Search the data below for the line containing "Scans the image above for the green warts", then please set down that line and all remaining ones exactly as written.

┄┄┄┄┄┄┄┄┄┄┄┄┄┄┄┄┄┄┄┄

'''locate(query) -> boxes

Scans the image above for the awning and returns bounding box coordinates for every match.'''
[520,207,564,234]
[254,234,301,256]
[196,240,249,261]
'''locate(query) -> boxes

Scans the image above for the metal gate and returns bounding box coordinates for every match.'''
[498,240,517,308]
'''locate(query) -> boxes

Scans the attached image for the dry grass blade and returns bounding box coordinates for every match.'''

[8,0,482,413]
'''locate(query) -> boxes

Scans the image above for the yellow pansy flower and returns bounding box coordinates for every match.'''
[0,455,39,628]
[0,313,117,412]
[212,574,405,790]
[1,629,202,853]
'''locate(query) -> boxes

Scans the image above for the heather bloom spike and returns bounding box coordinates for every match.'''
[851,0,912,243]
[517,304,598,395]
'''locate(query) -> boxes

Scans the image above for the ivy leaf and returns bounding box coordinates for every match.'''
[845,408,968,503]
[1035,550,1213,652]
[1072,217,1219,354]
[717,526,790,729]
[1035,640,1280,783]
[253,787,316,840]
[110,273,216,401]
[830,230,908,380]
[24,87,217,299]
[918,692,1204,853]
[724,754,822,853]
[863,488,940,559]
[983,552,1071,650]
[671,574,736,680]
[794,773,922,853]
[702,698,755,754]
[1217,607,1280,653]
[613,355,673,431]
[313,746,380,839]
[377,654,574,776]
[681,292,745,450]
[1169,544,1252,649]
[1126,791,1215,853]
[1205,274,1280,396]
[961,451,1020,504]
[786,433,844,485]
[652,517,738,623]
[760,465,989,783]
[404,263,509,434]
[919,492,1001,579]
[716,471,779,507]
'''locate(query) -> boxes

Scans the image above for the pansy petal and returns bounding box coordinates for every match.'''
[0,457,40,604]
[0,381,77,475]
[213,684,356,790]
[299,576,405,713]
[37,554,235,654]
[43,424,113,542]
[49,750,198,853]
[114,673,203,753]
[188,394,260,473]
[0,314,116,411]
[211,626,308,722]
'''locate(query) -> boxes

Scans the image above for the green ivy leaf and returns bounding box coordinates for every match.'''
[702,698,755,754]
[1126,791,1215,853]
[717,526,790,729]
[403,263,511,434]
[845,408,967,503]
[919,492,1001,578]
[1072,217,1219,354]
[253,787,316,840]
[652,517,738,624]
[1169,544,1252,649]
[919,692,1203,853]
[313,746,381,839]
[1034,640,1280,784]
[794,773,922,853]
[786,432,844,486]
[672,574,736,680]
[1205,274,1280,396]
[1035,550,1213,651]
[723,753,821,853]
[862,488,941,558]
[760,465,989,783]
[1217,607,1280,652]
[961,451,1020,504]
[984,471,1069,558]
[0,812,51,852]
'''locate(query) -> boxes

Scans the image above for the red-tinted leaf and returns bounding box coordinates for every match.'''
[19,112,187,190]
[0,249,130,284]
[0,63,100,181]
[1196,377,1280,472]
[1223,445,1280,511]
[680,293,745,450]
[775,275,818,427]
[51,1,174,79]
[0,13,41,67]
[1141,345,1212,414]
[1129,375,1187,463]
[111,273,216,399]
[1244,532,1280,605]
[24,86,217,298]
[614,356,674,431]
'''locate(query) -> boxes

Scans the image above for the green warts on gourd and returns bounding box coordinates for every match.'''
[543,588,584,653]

┄┄┄┄┄┄┄┄┄┄┄┄┄┄┄┄┄┄┄┄

Solution for this problem -
Scans the image above for the green warts on gourd and returns bounding box coordinates for every match.'''
[543,588,584,653]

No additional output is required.